§ What needs to be done:
Leave out the pictures, and quote exactly the lines running from the one with "For the pointing benchmark, tag every instance of the slate" through the last line of the entries below.

↓

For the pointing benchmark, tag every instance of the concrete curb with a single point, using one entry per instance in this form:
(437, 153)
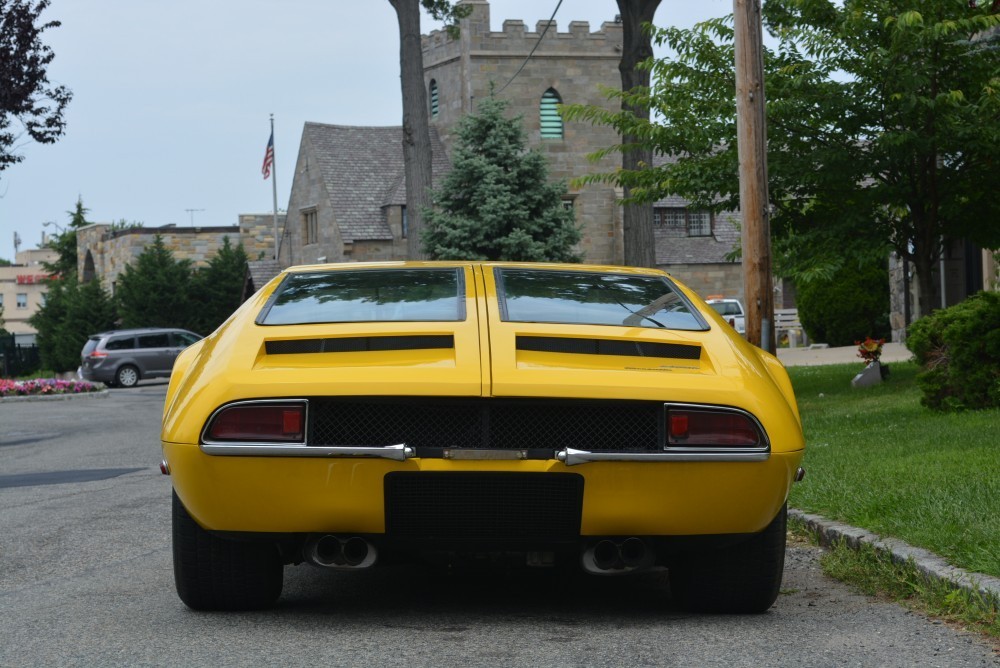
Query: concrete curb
(927, 563)
(55, 397)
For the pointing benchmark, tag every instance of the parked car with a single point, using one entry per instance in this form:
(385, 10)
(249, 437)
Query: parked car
(731, 311)
(557, 415)
(125, 356)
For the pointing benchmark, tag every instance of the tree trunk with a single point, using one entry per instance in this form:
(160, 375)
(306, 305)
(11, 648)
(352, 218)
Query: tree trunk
(640, 246)
(416, 130)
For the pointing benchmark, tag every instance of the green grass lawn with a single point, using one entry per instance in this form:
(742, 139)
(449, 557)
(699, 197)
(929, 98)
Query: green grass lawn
(877, 459)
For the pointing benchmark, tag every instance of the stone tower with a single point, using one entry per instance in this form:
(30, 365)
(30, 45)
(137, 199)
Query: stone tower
(563, 68)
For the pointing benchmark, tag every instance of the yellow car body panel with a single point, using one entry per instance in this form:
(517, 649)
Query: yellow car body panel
(346, 494)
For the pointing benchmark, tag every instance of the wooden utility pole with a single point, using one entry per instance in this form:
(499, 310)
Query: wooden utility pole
(751, 134)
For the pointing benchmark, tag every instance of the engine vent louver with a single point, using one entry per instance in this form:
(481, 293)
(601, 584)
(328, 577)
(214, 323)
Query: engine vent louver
(550, 344)
(355, 344)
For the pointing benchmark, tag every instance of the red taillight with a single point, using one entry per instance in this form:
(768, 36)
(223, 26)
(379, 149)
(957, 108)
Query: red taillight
(268, 423)
(697, 428)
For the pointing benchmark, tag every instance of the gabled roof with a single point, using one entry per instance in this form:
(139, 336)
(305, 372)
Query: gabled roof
(362, 169)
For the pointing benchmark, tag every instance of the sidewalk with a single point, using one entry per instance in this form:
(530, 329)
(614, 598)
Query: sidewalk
(809, 356)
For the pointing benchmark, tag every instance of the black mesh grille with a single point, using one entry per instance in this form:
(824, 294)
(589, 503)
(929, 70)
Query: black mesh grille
(555, 344)
(509, 507)
(624, 426)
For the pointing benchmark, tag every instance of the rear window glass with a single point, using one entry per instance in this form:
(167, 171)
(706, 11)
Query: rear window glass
(371, 295)
(161, 340)
(90, 346)
(120, 343)
(727, 308)
(590, 298)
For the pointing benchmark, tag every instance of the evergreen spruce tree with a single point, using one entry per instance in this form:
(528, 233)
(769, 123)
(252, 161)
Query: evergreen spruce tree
(497, 203)
(154, 291)
(218, 288)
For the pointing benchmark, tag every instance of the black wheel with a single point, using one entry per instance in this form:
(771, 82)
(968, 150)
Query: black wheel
(213, 573)
(126, 376)
(740, 578)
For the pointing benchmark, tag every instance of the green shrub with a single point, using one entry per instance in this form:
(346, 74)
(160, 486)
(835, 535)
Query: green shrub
(851, 305)
(959, 350)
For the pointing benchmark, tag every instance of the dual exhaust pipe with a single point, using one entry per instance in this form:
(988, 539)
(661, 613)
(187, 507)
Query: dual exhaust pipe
(606, 556)
(339, 552)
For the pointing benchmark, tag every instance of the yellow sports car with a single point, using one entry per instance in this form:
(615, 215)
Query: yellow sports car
(552, 414)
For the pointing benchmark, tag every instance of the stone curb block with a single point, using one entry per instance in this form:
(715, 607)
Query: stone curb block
(927, 563)
(56, 397)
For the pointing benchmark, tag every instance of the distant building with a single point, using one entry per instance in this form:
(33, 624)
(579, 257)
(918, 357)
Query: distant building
(22, 291)
(348, 194)
(103, 251)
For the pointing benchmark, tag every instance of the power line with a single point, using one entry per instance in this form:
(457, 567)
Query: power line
(540, 38)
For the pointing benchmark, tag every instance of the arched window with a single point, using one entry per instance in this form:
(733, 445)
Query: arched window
(432, 95)
(551, 121)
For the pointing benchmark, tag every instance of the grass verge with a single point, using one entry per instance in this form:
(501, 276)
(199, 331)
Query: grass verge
(877, 459)
(875, 573)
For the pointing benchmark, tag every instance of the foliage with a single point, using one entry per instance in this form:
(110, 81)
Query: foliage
(217, 289)
(870, 350)
(72, 311)
(27, 99)
(882, 129)
(154, 291)
(497, 203)
(879, 460)
(959, 349)
(64, 243)
(847, 307)
(45, 386)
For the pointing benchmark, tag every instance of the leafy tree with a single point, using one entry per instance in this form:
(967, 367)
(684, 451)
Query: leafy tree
(417, 158)
(637, 47)
(72, 311)
(28, 103)
(844, 309)
(154, 291)
(496, 203)
(882, 122)
(65, 243)
(217, 289)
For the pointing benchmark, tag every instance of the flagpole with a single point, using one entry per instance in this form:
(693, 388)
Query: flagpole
(274, 194)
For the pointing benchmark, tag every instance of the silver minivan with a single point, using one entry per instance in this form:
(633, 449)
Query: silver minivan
(125, 356)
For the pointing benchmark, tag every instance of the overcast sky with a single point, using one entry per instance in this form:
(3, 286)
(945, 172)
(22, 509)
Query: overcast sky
(171, 100)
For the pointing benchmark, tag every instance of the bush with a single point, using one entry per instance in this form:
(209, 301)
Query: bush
(959, 350)
(852, 305)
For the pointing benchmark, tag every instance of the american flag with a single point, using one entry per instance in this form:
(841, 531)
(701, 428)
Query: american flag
(268, 157)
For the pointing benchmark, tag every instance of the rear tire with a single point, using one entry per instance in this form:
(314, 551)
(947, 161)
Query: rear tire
(126, 376)
(213, 573)
(742, 578)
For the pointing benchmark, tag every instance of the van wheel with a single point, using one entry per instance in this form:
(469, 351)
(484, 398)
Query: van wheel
(213, 573)
(126, 376)
(742, 578)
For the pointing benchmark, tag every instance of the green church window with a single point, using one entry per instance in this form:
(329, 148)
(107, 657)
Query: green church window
(551, 121)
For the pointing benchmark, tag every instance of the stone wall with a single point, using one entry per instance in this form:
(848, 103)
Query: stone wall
(710, 279)
(576, 64)
(103, 253)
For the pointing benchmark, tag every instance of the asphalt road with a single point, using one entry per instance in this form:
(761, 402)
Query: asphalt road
(86, 580)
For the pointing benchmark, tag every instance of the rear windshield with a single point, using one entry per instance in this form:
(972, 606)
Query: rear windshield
(590, 298)
(369, 295)
(727, 308)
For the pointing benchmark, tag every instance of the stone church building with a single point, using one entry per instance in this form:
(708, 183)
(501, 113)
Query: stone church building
(348, 194)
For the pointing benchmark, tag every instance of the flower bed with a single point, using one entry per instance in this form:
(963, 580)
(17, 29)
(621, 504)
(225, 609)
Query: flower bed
(45, 386)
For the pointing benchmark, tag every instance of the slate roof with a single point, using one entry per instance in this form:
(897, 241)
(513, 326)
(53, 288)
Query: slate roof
(362, 169)
(674, 249)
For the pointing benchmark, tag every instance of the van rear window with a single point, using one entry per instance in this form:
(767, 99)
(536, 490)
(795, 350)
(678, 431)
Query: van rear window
(368, 295)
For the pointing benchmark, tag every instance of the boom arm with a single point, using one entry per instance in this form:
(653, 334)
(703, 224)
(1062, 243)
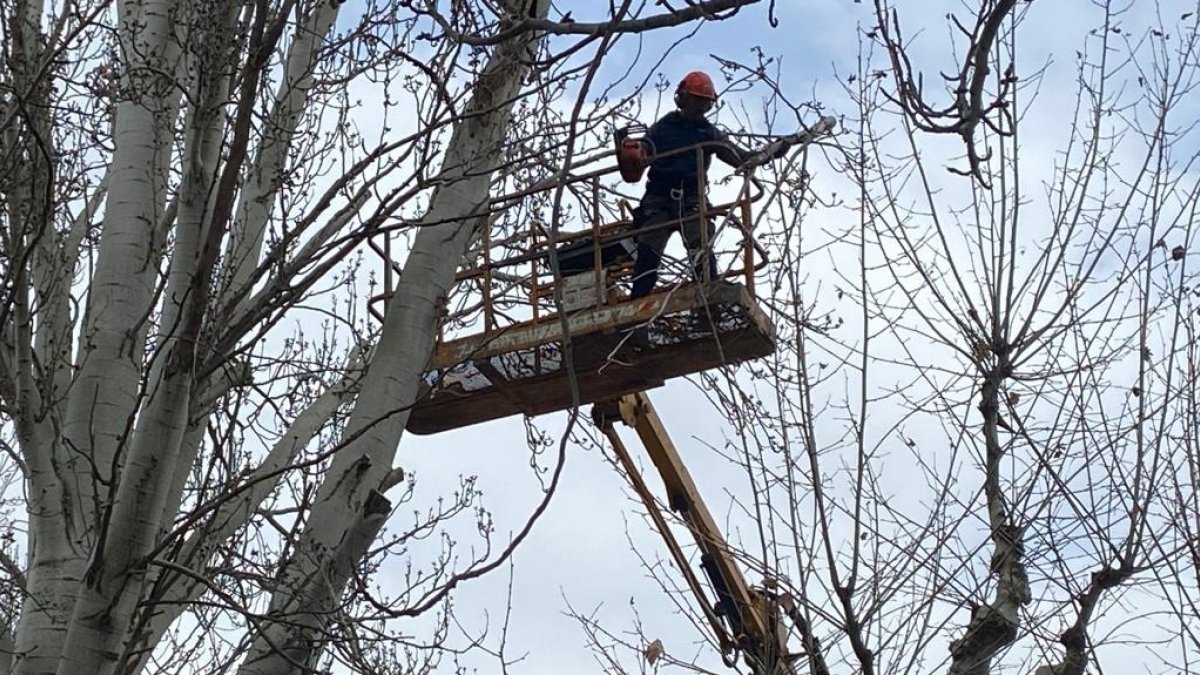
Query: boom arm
(743, 619)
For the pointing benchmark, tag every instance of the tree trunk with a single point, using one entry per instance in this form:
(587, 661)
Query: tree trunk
(348, 499)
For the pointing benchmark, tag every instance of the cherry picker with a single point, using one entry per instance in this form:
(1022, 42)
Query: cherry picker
(550, 332)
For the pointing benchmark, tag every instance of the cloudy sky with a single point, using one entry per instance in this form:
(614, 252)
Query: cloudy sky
(588, 550)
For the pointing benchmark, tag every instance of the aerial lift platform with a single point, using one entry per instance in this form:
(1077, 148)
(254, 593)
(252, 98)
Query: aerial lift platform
(550, 296)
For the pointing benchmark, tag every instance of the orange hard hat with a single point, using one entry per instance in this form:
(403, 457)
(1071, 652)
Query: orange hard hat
(697, 83)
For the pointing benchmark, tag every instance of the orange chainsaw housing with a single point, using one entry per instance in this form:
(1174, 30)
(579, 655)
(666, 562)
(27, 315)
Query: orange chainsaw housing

↑

§ Exercise solution:
For the pointing benchmark, tag every instance of the slate roof with a single point, using one entry per instance in this form:
(897, 241)
(513, 326)
(53, 288)
Query: slate roof
(362, 169)
(674, 249)
For the pointing benchmark, tag every instance of the van rear window with a single point, using one entry per instance in this form:
(767, 99)
(536, 490)
(795, 350)
(678, 431)
Query: van rear window
(368, 295)
For the pointing benchmark, tag every instance of the boom arm with a single point, using one entry per instance in this form:
(653, 334)
(703, 224)
(1062, 243)
Query: boom arm
(743, 619)
For the pointing benchmark, tag every instance of the tree trunk with a single point, using one entry per instance in this form:
(587, 661)
Query: tree trunk
(348, 499)
For the pointing benchmark, tag every instance of the cherry picker with a single point, using one entry per instance in this form:
(1022, 42)
Query: cherry picker
(550, 332)
For the pointing benchmark, tag every instance of the cloudy sky with a single point, using one entry per instance in this form:
(614, 252)
Query: cloudy sky
(588, 550)
For the pointing benchmark, tag every instance of the aerial lift platform with a single point, using one entry per instance in this form:
(1077, 148)
(254, 593)
(252, 98)
Query: aerial lift platform
(550, 296)
For the pointing benchmark, tag every instance of the orange hard hat with a single point, using one entry per instance in this form:
(403, 457)
(1071, 652)
Query: orange hard hat
(697, 83)
For the pointing benchmark, tag every instance of the orange chainsaw housing with a single point, using one entry per instance in this form:
(1174, 30)
(579, 655)
(666, 562)
(27, 315)
Query: orange chainsaw housing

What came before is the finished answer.